#### PROBLEM DETAILS
Reproduce the listing exactly, with no pictures in your copy.

#### DATASET

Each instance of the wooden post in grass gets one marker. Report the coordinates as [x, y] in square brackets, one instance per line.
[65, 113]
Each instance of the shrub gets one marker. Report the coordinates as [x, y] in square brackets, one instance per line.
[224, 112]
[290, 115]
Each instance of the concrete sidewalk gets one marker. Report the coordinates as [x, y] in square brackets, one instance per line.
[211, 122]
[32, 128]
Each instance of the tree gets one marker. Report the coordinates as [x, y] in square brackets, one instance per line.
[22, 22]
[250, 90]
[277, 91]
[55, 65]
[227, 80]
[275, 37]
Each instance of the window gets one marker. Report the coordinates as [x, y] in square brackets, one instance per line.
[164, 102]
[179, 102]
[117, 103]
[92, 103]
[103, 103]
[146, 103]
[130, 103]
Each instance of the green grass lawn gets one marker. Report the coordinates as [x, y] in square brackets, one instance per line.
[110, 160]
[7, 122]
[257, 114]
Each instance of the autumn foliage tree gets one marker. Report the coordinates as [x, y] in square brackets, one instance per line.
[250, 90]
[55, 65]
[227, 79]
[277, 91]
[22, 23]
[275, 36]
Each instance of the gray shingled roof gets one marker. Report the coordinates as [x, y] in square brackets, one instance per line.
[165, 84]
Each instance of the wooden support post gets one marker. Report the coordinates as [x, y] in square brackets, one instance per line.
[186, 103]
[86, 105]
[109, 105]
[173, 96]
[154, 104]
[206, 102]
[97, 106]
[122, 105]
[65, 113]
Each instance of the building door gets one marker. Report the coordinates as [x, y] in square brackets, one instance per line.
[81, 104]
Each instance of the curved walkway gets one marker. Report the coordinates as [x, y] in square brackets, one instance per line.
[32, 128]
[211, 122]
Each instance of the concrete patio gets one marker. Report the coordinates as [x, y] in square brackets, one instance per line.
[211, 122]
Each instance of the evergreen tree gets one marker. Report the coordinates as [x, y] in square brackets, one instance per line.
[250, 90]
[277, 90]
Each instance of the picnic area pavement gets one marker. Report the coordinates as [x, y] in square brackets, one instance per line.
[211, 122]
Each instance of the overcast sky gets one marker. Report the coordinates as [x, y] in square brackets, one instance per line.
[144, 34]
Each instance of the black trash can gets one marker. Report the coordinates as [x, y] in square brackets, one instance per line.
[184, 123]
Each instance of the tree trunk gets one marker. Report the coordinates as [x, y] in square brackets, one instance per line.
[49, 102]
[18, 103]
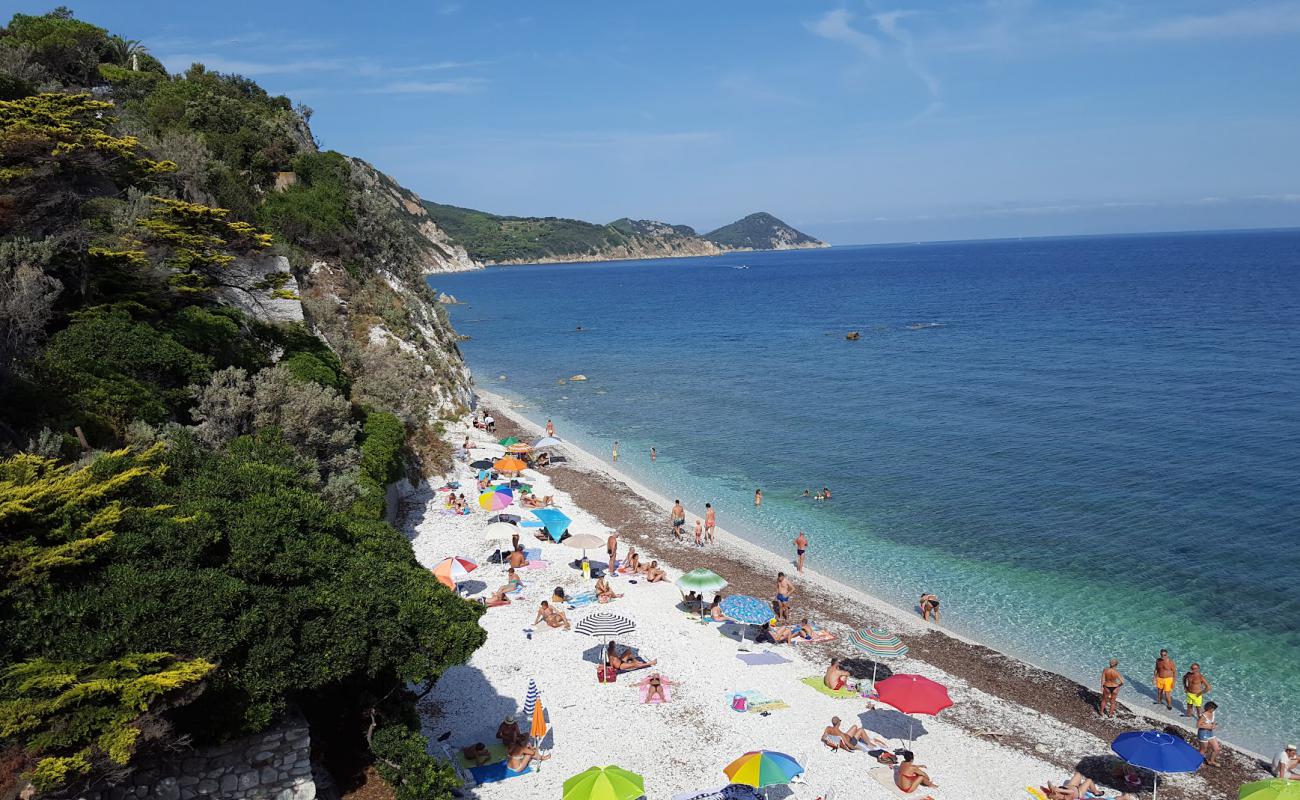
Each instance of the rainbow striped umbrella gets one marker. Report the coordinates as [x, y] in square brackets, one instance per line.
[495, 498]
[878, 643]
[453, 570]
[763, 768]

#### ANSWER FOR THIS EXERCISE
Each instance of the wooden post in grass gets one marker. Report the coordinates as [x, y] in square brackets, one instance per line.
[65, 113]
Each instance of the shrub gets one marker. Report the coordinates as [x, y] in square brackets, one instance per line.
[224, 112]
[290, 115]
Each instance of the concrete sidewalk gets one marker. Report the coordinates as [x, y] in square brackets, one instance per line.
[211, 122]
[32, 128]
Each instance of the tree gets one marker. Report the coordinates as [x, y] in square brackets, one instance per line.
[22, 22]
[250, 90]
[277, 91]
[55, 65]
[227, 80]
[275, 37]
Each instance of the window gets one marker. Report the coordinates as [x, y] in square brackets, one instance per line.
[164, 102]
[179, 102]
[117, 103]
[92, 103]
[103, 103]
[146, 103]
[130, 103]
Each instance of the green grass lawn gets one marker. Report the coordinates as [x, y] in square brackets, one instance per line.
[110, 160]
[7, 122]
[257, 114]
Each instance of the autumn foliage tree gets one marker. Report the coordinates as [x, y] in square brackets, one instance per line.
[250, 90]
[55, 65]
[227, 79]
[277, 91]
[22, 23]
[275, 36]
Each instance of the gray shingled roof gets one marker. Report the coordinates as [x, y] in square brackets, one instance per line.
[165, 84]
Each instance of the wooden support post gets one marker. Report the coordinates as [x, y] in square brackets, one instance per line.
[186, 103]
[86, 105]
[109, 105]
[173, 96]
[154, 104]
[206, 102]
[97, 106]
[122, 105]
[65, 113]
Each instance of the building door gets one marker. Report the coordinates as [x, y] in square brackets, one instance per line.
[81, 104]
Each instance of the curved walkway gets one marker. Report the coordinates as [x, y] in square brackets, one instance per line.
[32, 128]
[211, 122]
Each instance of the concrete patio gets one marker. Report the coordinates as [x, y] in square brackets, one instance per line.
[211, 122]
Each instance of the evergreen tree gets one marker. Report the coordinates as [x, y] in square brackets, one instance per line.
[250, 90]
[277, 90]
Each instance of the picnic area pavement gets one marker. Report the coordinates as [x, y] in square brackets, one instance per line.
[211, 122]
Each instance of the overcast sky gets one marker. Report the coordinates as [x, y] in square brackets, one instance per line.
[144, 34]
Each instance of the black trash can gets one marker. Report the coordinates as [x, y] in square brackets, one instance per line.
[184, 123]
Each instance of the tree trunk gets one marker. Report the coordinates as [x, y] in square brackets, one instance per line.
[49, 102]
[18, 103]
Each instance of the rainbow striped umbrella gets one marker. Report the coordinates as [x, y] in square brackets, one instance per line.
[495, 498]
[878, 643]
[453, 570]
[763, 768]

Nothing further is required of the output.